§ **WORK TO BE COMPLETED**:
Go through the records and count every line that holds "frame". Only the number belongs in the reply.
== RECORDS PROVIDED ==
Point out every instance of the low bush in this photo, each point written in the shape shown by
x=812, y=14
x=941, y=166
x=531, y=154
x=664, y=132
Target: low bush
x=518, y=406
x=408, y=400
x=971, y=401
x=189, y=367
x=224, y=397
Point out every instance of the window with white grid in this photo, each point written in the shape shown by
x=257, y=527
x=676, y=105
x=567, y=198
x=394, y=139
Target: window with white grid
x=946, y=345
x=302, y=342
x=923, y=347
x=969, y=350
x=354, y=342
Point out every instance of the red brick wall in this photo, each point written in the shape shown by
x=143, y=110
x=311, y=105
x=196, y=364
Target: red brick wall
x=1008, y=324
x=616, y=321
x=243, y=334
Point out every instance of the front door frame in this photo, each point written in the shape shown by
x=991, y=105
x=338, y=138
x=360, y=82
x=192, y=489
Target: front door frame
===
§ **WRITTEN SOLUTION**:
2